La situazione a Rafah
Prima della guerra vivevano a Rafah 275mila persone ed era una delle zone più densamente popolate della Striscia. Oggi, dopo quattro mesi di guerra, sempre più persone si accalcano in quei 64 chilometri quadrati che Israele aveva denominato “Safe zone”, ovvero un’area in cui non vi sarebbero state incursioni militari. Le condizioni umanitarie sono al limite: secondo alcuni calcoli ci sono circa 22mila palestinesi in ogni chilometro quadrato. Gli sfollati vivono nelle strutture dell’Unrwa, l’agenzia Onu per i rifugiati palestinesi. Tuttavia la stessa Unrwa sta operando con difficoltà: 150 membri del suo personale sono stati uccisi negli attacchi israeliani, mentre gli aiuti umanitari arrivano col contagocce, e molti governi occidentali hanno ritirato i finanziamenti dopo le accuse piovute sulla complicità di membri della stessa agenzia all’attacco del 7 ottobre.

Estratto del dataset:
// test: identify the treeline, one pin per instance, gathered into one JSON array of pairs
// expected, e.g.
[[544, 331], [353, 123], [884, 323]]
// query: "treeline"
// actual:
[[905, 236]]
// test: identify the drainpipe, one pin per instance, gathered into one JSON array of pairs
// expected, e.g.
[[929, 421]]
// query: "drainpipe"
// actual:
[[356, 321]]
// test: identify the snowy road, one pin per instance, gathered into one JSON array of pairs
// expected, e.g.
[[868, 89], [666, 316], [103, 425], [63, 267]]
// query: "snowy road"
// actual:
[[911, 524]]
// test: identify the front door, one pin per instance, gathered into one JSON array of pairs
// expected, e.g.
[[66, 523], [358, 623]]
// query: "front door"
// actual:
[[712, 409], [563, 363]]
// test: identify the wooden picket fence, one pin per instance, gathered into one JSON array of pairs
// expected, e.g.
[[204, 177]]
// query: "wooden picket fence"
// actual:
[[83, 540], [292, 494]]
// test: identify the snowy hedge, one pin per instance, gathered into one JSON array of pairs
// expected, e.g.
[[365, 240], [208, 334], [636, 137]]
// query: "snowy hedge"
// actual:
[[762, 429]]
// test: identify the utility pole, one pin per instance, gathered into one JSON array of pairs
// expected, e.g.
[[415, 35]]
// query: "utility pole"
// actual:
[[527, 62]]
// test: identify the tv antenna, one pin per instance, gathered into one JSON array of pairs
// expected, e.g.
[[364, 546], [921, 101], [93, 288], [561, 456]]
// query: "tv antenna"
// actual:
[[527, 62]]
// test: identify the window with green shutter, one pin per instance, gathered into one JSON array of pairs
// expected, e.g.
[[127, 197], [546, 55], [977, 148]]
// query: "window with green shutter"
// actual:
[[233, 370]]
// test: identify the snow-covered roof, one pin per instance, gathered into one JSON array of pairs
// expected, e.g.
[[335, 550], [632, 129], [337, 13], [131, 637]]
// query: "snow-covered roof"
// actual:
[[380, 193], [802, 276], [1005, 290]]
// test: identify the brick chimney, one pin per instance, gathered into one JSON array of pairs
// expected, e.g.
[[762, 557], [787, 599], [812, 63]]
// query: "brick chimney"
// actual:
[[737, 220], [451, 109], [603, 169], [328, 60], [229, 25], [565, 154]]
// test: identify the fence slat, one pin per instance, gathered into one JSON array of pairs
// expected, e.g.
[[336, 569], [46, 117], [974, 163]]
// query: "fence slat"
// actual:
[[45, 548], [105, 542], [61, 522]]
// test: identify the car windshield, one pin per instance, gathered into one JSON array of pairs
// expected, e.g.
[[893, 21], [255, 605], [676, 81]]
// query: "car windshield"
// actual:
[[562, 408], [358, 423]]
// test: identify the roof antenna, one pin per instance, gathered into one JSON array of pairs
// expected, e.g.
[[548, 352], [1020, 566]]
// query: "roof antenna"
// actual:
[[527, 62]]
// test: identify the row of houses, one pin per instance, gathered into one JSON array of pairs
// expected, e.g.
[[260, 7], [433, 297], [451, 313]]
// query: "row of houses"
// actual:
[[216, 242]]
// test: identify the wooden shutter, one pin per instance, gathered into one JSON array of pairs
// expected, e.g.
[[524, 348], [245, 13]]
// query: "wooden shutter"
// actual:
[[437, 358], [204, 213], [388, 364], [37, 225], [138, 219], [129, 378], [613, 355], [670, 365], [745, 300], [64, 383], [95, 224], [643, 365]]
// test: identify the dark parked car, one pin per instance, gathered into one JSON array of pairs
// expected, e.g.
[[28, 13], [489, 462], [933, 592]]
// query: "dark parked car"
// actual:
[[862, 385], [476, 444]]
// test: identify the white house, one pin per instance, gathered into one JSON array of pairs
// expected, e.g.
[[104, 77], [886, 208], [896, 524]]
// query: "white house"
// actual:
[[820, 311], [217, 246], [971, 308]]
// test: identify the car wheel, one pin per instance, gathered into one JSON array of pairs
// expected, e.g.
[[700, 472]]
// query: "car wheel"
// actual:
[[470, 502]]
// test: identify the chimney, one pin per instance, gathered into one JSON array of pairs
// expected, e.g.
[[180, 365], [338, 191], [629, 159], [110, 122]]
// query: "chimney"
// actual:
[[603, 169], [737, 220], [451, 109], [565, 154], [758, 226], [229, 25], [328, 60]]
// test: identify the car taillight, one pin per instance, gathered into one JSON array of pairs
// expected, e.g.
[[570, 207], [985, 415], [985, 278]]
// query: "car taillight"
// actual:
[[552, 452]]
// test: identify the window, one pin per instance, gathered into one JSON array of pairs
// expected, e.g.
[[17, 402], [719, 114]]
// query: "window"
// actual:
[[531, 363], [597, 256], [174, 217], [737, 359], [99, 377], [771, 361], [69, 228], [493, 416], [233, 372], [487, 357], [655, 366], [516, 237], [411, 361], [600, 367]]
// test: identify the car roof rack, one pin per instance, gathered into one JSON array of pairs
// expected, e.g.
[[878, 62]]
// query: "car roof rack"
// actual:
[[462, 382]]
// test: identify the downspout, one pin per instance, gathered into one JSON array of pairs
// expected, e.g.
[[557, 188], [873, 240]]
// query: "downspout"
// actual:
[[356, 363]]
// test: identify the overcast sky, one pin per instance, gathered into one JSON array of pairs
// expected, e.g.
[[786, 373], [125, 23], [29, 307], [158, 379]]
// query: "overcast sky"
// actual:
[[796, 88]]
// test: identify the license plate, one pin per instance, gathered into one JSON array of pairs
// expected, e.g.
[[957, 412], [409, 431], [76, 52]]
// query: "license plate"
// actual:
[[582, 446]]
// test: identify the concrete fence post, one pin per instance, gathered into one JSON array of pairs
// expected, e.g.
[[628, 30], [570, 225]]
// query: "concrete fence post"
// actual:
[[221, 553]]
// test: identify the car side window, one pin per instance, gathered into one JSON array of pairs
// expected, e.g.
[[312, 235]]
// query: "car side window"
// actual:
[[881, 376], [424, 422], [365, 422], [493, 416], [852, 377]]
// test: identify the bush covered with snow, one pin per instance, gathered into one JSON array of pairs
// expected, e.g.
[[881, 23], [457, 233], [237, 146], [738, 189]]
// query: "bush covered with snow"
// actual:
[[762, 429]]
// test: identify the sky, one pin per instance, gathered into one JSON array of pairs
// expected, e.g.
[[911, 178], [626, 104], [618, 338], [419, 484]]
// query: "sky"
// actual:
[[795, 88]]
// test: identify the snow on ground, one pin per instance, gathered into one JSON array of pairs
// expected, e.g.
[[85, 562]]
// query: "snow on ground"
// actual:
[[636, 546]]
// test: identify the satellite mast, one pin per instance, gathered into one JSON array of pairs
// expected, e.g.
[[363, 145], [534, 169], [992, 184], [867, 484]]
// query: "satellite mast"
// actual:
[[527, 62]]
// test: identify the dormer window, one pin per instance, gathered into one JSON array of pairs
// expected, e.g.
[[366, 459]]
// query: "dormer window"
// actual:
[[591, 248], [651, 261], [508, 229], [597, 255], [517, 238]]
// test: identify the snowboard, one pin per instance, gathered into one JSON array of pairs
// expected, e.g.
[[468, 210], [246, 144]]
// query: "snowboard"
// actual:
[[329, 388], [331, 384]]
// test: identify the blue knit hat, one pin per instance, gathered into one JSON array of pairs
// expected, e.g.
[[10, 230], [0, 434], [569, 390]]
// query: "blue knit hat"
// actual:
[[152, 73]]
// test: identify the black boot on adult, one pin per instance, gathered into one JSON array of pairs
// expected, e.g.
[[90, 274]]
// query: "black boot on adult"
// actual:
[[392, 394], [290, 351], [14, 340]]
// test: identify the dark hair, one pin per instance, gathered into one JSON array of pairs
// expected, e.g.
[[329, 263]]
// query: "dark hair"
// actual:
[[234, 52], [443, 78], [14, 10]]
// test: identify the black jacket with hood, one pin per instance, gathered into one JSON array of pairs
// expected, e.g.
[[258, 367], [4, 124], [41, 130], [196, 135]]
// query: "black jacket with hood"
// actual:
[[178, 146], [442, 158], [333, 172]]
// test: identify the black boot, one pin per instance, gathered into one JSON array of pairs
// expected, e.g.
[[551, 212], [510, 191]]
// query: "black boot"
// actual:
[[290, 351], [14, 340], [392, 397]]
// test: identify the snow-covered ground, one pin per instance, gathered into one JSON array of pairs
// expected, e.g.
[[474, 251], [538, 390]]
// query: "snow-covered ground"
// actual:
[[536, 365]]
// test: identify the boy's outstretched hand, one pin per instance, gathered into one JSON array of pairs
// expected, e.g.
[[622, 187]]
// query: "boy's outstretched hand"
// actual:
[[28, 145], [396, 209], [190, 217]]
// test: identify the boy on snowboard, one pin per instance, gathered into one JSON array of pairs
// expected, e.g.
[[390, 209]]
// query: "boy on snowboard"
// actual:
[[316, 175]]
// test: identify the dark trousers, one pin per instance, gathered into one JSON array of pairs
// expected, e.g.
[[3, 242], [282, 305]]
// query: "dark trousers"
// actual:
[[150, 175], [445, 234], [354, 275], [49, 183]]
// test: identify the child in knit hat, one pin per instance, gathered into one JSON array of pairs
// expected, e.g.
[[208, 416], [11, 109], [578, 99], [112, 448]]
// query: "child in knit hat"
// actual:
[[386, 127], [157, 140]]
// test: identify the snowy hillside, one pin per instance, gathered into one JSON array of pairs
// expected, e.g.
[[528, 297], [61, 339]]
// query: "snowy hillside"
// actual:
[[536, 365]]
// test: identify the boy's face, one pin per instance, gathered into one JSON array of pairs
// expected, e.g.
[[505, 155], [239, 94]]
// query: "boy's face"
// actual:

Consegna A: Per ciascuna affermazione indica se concorda con il testo su Rafah, rispondendo sì o no e citando alla lettera le parole decisive del testo. (i) Prima della guerra a Rafah vivevano 275mila persone. (ii) L'area che Israele aveva denominato "Safe zone" misura 64 chilometri quadrati. (iii) Molti governi occidentali hanno aumentato i finanziamenti all'Unrwa.
Consegna B: Continua il testo sulla situazione a Rafah a partire dalla sua ultima frase.

Risposta A:
(i) Sì: "Prima della guerra vivevano a Rafah 275mila persone".
(ii) Sì: "in quei 64 chilometri quadrati che Israele aveva denominato “Safe zone”".
(iii) No: "molti governi occidentali hanno ritirato i finanziamenti".

Risposta B:
Fuggire dove? L’Egitto chiude le porte
Molti palestinesi di Rafah sono stati sfollati più volte nel corso della guerra, e già hanno dichiarato che non si sposteranno di nuovo, qualunque cosa accada. Anche perché se pure volessero fuggire non si capisce bene dove dovrebbero farlo, come ha sottolineato l’Alto rappresentante per la politica Estera Ue, Josep Borrell. Diversi esponenti del governo israeliano hanno auspicato che i palestinesi sfollati dalla Striscia di Gaza vadano in Egitto. Ma né Il Cairo li vuole accettare, né i palestinesi vogliono andarci, perché sanno che se lo facessero potrebbero non poter tornare mai più.
Le città egiziane più vicine, come Sheikh Zuweid o Al-Arish, dovrebbero gestire un esodo enorme senza disporre delle forze e delle infrastrutture necessarie. I palestinesi temono che stia per accadere una nuova “Nakba” (catastrofe in arabo), come quando 700mila di loro furono espropriati delle loro case con la creazione di Israele nel 1948. Molti furono cacciati o fuggirono negli Stati arabi confinanti, tra cui Giordania, Siria e Libano, e lì in gran parte continuano a vivere, con i propri discendenti, in campi profughi.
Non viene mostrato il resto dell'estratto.